Given text:
By Shopify API

Getting Started with Surfing - Boards, Fins, Wax and Reading Waves

Starting out in surfing raises a lot of questions fast: which board, which fins, which wax, and what do all the numbers in a surf forecast actually mean? This guide answers all of them in one place and points you to detailed guides for each topic.

Surf or SUP: Which Should You Start With?

Both disciplines use similar boards and share fin systems, but they demand different skills. SUP is easier to learn in the first hour — you start standing. Surfing takes longer to get upright but develops ocean reading skills faster. If you want to surf waves, start surfing. If you want to explore flat water or rivers, start with SUP.

Surf vs SUP: Which Is Easier to Learn?

Choosing Your First Surfboard

The single most common beginner mistake is starting on a board that is too short. A longer, thicker foam board — called a foamie or softboard — is dramatically easier to catch waves on and far safer for those around you. Volume is the key metric: for a beginner, aim for at least 50–60 litres more volume than feels comfortable. You can downsize in 6–12 months.

Problem set:
#1 According to the surfing guide, what is the single most common beginner mistake?
#2 Return the passage of the surfing guide from "By Shopify API" to "start with SUP.", copied word for word.

Provided records:
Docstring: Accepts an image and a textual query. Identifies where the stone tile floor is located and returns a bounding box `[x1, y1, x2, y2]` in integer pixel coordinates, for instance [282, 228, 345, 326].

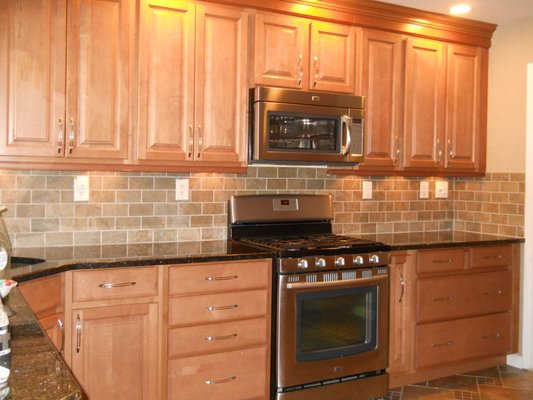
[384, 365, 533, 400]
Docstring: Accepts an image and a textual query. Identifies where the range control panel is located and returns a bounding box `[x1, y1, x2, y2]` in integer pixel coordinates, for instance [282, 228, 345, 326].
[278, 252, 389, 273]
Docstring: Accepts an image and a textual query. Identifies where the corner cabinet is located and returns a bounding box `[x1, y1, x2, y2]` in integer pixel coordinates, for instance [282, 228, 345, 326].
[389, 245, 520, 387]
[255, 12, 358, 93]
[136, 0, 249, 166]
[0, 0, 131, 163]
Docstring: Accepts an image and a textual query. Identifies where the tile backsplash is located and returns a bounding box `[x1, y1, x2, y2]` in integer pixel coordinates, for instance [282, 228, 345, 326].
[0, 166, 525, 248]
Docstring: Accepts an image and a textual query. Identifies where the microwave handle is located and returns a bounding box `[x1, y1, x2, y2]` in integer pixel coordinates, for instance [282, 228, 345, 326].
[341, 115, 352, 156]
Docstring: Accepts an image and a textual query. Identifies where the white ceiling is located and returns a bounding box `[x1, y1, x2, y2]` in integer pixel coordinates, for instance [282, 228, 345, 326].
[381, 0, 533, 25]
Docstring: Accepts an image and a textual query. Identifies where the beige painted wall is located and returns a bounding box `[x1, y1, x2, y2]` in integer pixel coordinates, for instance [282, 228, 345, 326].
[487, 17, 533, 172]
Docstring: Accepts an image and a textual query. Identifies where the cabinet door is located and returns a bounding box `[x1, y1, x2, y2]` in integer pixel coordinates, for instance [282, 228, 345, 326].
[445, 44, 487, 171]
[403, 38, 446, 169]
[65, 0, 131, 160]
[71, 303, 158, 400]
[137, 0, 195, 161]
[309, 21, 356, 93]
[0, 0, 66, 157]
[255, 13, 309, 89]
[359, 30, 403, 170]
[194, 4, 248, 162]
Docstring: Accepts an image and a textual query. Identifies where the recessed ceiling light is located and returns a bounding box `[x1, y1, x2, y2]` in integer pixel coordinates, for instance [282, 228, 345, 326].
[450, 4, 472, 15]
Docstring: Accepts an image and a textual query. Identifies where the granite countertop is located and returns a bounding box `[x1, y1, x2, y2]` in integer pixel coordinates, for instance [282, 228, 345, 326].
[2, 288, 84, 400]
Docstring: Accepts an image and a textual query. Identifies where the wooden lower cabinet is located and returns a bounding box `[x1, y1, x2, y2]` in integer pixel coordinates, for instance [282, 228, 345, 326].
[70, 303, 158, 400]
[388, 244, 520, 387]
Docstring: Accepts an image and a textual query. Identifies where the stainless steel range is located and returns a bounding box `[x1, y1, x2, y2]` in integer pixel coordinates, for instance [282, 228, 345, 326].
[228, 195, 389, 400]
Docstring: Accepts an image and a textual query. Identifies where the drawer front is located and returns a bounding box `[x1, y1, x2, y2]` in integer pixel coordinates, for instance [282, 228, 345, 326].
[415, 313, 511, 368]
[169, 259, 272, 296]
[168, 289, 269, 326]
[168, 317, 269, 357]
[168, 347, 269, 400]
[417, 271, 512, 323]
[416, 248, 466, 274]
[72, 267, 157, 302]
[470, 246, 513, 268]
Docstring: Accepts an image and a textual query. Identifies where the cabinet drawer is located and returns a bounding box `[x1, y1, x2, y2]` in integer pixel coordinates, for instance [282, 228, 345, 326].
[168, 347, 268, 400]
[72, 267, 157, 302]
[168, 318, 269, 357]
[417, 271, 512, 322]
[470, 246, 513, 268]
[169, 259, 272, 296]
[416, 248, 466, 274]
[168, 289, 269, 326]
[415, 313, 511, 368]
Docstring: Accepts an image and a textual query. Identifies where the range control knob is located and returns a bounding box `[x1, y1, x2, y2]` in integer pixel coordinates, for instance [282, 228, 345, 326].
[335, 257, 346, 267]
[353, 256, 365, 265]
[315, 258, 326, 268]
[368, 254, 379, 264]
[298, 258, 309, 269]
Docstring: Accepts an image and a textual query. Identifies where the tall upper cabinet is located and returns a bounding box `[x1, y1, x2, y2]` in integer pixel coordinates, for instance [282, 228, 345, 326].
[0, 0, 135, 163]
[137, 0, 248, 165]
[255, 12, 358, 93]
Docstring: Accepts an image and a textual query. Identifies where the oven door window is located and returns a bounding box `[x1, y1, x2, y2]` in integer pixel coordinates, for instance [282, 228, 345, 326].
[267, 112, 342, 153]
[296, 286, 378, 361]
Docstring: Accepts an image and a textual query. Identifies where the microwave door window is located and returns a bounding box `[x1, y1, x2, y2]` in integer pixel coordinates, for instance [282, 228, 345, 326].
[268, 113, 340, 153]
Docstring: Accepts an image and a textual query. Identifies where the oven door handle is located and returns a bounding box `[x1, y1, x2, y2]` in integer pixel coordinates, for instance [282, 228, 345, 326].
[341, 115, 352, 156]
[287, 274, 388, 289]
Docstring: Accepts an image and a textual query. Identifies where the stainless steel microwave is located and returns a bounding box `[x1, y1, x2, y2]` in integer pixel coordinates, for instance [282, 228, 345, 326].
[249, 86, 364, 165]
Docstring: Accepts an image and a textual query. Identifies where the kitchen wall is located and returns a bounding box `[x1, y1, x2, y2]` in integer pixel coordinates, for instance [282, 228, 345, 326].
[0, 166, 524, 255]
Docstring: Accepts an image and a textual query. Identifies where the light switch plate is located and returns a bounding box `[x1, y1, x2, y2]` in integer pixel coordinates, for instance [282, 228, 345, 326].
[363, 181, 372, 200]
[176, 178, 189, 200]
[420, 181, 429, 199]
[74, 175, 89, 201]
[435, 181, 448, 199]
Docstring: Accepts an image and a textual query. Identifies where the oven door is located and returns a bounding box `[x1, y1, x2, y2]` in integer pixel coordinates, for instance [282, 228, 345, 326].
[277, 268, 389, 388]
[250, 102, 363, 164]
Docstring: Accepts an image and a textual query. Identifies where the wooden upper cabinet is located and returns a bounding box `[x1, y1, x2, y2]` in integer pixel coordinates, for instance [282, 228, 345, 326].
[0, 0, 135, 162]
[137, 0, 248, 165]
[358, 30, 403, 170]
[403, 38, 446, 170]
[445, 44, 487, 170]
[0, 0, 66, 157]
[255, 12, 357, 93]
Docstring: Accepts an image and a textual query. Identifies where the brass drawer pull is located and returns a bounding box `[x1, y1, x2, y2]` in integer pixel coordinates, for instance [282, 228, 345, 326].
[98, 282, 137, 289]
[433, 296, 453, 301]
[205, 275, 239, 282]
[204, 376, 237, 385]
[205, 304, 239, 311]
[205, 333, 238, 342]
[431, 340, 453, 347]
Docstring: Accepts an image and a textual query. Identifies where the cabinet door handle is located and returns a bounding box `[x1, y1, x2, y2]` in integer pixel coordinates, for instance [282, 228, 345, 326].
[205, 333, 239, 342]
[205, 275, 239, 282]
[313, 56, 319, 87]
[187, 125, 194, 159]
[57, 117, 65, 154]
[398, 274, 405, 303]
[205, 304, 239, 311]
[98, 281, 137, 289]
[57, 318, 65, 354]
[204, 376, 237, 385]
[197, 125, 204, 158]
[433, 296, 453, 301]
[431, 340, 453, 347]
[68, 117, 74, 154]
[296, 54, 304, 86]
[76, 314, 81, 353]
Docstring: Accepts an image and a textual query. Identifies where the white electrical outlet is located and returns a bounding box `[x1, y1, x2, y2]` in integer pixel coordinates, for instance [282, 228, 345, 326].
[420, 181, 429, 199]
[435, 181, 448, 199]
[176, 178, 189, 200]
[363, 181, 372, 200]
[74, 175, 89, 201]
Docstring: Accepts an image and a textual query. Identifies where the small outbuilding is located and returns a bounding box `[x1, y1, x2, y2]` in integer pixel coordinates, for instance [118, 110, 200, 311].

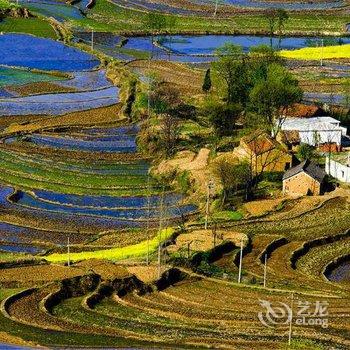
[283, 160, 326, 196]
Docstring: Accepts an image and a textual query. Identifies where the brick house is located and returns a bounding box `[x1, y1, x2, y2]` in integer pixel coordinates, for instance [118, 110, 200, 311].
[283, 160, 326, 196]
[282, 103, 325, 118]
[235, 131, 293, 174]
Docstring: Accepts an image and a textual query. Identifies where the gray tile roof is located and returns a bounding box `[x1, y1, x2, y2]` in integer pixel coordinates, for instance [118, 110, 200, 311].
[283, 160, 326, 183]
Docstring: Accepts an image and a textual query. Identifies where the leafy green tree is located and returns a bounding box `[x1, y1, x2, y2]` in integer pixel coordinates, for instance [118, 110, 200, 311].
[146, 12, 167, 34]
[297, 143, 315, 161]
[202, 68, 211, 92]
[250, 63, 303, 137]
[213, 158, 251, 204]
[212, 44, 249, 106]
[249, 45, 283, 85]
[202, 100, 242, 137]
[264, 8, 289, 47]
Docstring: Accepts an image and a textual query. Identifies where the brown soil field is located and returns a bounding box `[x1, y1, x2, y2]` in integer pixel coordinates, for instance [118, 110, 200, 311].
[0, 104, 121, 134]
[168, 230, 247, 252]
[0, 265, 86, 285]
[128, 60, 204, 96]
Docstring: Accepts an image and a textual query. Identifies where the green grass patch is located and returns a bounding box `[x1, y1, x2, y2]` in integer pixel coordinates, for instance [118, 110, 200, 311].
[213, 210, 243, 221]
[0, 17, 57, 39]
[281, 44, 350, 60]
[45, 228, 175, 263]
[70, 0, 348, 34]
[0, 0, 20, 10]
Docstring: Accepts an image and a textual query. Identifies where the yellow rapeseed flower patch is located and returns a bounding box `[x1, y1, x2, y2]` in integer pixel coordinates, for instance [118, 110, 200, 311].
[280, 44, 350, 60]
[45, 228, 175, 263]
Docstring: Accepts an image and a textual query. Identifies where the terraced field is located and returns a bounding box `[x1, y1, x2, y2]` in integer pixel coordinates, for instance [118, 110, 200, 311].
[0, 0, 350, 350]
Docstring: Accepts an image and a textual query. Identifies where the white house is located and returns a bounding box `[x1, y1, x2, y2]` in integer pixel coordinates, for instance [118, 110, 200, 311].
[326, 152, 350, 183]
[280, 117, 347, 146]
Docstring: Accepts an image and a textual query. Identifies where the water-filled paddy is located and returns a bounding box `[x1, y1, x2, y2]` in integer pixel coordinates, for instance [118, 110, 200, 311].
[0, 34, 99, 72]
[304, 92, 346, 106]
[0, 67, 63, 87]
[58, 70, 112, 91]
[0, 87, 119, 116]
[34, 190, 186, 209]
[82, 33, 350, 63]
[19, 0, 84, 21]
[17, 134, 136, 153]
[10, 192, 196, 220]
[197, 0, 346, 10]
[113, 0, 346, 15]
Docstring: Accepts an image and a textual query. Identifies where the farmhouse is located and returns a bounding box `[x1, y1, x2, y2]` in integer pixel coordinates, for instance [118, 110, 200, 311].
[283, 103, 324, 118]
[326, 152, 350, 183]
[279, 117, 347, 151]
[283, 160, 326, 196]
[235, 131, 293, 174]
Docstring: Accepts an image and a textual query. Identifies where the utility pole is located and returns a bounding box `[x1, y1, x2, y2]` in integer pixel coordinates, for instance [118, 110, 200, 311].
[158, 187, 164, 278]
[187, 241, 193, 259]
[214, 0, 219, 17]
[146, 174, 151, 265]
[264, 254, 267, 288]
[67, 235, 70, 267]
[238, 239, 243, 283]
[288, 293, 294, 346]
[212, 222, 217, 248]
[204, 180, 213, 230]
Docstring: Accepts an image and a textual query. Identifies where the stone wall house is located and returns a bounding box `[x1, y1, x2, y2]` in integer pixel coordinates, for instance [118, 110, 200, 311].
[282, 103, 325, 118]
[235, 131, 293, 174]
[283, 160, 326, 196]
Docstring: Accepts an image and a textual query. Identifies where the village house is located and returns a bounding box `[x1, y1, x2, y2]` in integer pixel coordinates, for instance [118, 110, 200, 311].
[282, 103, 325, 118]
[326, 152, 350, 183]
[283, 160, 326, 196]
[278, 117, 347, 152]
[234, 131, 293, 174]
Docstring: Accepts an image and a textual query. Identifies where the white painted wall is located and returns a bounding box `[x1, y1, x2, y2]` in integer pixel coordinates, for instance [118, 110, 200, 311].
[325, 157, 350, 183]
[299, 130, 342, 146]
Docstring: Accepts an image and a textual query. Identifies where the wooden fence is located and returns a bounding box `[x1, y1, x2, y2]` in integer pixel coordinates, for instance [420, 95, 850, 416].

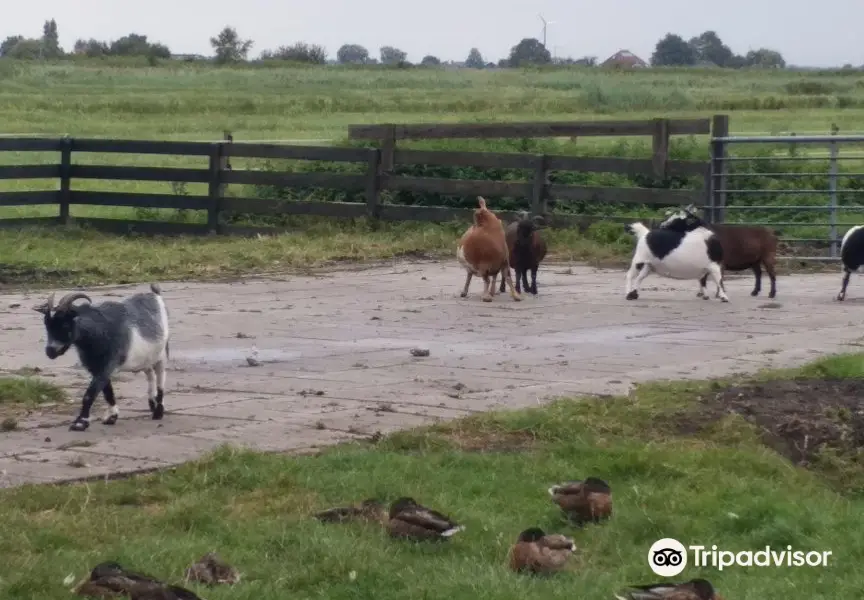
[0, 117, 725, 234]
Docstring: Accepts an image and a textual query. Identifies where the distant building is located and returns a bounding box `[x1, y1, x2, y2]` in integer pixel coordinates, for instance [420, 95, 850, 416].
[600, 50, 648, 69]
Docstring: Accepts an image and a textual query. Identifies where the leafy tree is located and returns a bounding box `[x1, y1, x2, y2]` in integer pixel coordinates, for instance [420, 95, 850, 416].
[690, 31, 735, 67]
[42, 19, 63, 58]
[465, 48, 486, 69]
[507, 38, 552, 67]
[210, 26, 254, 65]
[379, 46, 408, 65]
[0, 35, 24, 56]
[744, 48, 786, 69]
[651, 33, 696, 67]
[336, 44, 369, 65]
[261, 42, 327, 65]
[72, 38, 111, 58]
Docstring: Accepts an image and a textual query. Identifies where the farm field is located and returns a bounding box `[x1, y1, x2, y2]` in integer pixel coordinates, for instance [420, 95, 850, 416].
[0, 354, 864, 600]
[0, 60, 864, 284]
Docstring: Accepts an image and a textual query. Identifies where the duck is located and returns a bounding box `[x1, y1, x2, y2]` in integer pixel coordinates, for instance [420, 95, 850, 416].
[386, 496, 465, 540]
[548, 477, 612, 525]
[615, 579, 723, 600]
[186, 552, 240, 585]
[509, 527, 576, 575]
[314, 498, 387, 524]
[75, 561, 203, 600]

Task results:
#1 Starting on a board that is too short.

#2
By Shopify API

Getting Started with Surfing - Boards, Fins, Wax and Reading Waves

Starting out in surfing raises a lot of questions fast: which board, which fins, which wax, and what do all the numbers in a surf forecast actually mean? This guide answers all of them in one place and points you to detailed guides for each topic.

Surf or SUP: Which Should You Start With?

Both disciplines use similar boards and share fin systems, but they demand different skills. SUP is easier to learn in the first hour — you start standing. Surfing takes longer to get upright but develops ocean reading skills faster. If you want to surf waves, start surfing. If you want to explore flat water or rivers, start with SUP.